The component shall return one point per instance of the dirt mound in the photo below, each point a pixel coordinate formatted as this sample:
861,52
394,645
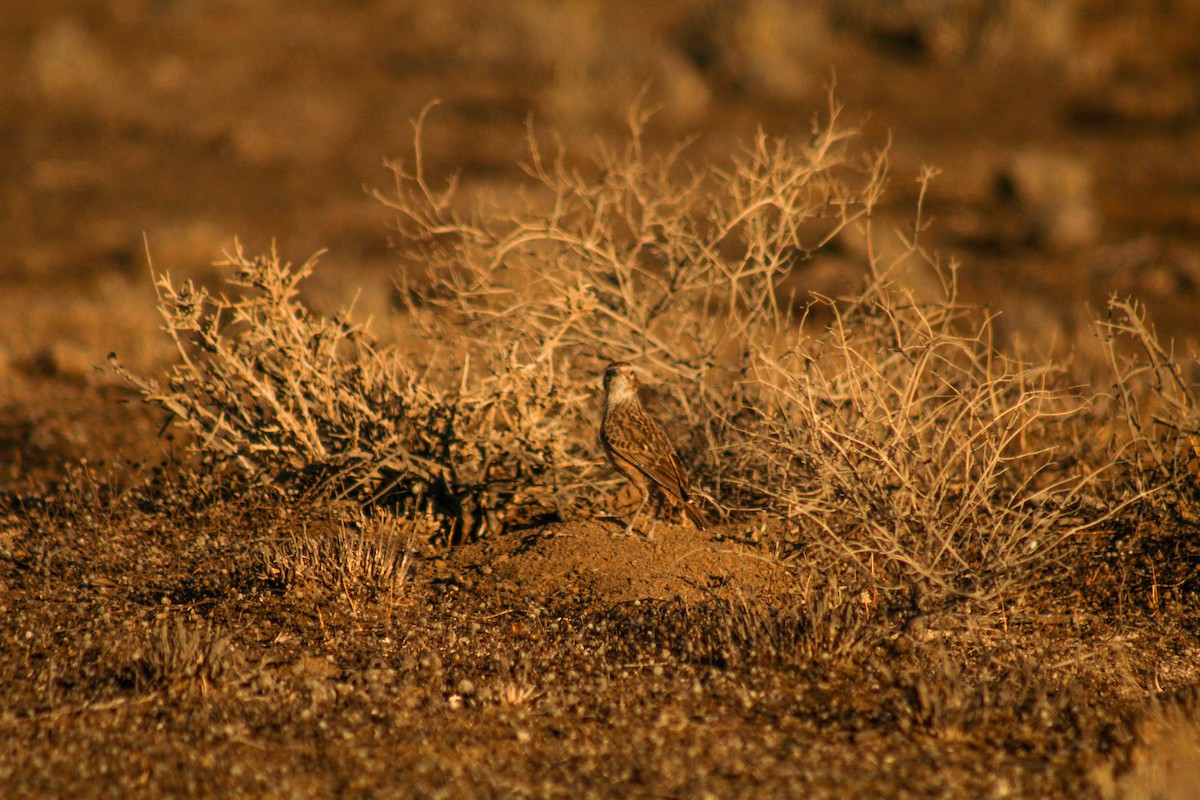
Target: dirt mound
592,563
• • • • •
## Work required
Every record above should be transcribed exactly; the pictures stay out of the copy.

## Response for this exercise
The component shall return one point per instance of the dirt mound in the photo below, each point a pixel coordinate formatted as this sample:
861,52
394,645
Target: dirt mound
592,563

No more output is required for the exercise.